次の問題:
1. 不妊治療の保険適用についての文章では、保険が使えるのは女性が治療を始めるときに何歳未満の場合だとされていますか。
2. 不妊治療の保険適用についての文章に出てくる、年齢と回数を表す数字を、出てくる順にすべて書き出してください。
3. 不妊治療の保険適用についての文章の続きを、最後の文のあとから書いてください。

読む文章:
体外受精や人工授精など、代表的な不妊治療が保険適用となることで、治療に対するハードルはとても下がりそうに思えます。ただし、いかなる場合も保険適用となるわけではなく、また、無制限に保険適用での治療が受けられるわけでもありません。

保険適用の対象となる条件は、「治療開始時点で女性の年齢が43歳未満」であること。また、回数も「1子あたり6回まで(治療開始時点で女性の年齢が40歳以上の場合、3回まで)」と制限が設けられています。

これは、女性の年齢が高くなるほど治療から出産にいたるまでの成功率が低くなること、また、母体への負担などを考慮して決められたものです。

ちなみに、不妊治療の保険適用は、法律上の婚姻関係にある夫婦だけではなく、いわゆる「事実婚」の夫婦にも認められています。

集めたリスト
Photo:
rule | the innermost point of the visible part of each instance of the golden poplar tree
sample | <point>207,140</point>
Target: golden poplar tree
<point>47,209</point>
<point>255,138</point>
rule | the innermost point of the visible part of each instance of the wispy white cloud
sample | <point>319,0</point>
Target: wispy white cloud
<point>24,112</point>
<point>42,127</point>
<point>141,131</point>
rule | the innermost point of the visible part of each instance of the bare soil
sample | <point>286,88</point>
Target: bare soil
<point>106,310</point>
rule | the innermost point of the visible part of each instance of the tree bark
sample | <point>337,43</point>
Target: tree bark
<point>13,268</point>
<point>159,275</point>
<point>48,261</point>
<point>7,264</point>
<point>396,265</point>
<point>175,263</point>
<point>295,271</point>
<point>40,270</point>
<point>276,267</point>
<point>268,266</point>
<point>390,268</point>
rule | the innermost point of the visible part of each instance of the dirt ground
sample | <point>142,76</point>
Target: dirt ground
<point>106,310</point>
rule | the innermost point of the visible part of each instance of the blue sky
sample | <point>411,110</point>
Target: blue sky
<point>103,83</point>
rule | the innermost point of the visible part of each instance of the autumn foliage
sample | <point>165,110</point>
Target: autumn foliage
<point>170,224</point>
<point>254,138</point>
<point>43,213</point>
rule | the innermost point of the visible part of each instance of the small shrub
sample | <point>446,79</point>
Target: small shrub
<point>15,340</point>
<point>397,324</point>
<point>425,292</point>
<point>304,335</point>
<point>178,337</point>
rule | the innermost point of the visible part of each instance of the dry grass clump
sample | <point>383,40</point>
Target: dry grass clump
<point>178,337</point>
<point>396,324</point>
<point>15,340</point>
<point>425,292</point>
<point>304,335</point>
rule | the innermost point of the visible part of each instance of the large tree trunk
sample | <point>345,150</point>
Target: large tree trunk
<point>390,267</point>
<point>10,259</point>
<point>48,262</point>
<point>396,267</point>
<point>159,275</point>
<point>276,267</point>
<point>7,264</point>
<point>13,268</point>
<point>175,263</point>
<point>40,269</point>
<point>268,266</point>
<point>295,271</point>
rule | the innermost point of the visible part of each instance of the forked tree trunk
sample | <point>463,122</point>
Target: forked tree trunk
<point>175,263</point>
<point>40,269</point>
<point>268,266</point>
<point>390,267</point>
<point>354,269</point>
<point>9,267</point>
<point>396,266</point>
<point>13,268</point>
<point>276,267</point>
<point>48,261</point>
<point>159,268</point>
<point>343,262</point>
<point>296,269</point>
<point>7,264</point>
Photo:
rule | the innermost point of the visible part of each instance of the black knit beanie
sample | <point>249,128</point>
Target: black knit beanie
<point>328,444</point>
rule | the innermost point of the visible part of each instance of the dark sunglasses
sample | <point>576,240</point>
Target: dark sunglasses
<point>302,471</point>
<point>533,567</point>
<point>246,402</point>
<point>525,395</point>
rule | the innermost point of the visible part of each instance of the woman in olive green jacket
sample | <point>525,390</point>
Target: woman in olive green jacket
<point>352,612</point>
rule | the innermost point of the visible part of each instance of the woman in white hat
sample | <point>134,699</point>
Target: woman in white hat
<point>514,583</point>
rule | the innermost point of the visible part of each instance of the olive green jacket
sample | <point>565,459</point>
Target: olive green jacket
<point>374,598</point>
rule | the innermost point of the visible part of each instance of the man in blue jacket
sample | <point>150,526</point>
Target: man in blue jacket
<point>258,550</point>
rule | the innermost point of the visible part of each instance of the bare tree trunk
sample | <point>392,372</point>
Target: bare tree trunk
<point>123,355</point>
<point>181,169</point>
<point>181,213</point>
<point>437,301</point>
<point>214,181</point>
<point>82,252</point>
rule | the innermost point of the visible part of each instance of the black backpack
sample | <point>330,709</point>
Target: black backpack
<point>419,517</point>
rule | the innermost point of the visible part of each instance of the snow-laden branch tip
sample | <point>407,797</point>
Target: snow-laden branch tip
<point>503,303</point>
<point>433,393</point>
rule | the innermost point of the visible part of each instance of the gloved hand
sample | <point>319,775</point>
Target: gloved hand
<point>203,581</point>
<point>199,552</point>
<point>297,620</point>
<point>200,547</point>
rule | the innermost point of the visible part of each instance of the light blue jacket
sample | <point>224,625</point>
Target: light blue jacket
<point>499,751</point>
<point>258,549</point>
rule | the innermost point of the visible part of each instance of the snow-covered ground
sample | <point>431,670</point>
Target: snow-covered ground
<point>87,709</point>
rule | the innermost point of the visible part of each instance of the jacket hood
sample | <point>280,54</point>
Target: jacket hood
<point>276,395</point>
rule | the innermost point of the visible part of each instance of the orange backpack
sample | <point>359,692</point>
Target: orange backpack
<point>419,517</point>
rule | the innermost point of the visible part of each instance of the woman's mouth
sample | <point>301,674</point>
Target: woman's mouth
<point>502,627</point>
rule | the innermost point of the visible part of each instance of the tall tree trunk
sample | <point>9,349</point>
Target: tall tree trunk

こたえ:
1. 43歳未満です。

2. 43歳、6回、40歳、3回

3.
<不妊治療に関する注意点>

保険適用となる不妊治療は拡充されますが、注意点もあります。それは、保険対象外となる不妊治療を受ける場合の負担についてです。不妊治療には、今回保険の対象に加えられた体外受精や人工授精など標準的な治療のほか、高度な技術を用いる治療も含まれます。

高度な技術を用いる治療は、今後、保険治療と併用できる「先進医療」として実施される可能性があります。一方、先進医療と認められない治療を選択した場合、混合診療として全治療が保険適用から外れ、負担が重くなる恐れがあるのです。

とくに年齢が高い人の場合、若い人と比べて、保険適用の治療だけでは対応できない状況も多くなります。保険適用となる不妊治療の幅は広まりますが、「その恩恵を受けづらい人もいる」という課題はなお残りそうです。

ちなみに一部の自治体では、保険適用外となる治療をカバーするための助成制度が新設されます。たとえば鳥取県では、全額自己負担となる混合診療に対し1回30万円、保険治療と併用となる先進医療には1回5万円を上限に支援する方針です。

ただし、こうした制度が用意されない自治体、もしくは制度があっても混合診療には対応しない自治体もあります。不妊治療の受けやすさには自治体によって差があるため、まずは、ご自身のケースを確認してみることが必要です。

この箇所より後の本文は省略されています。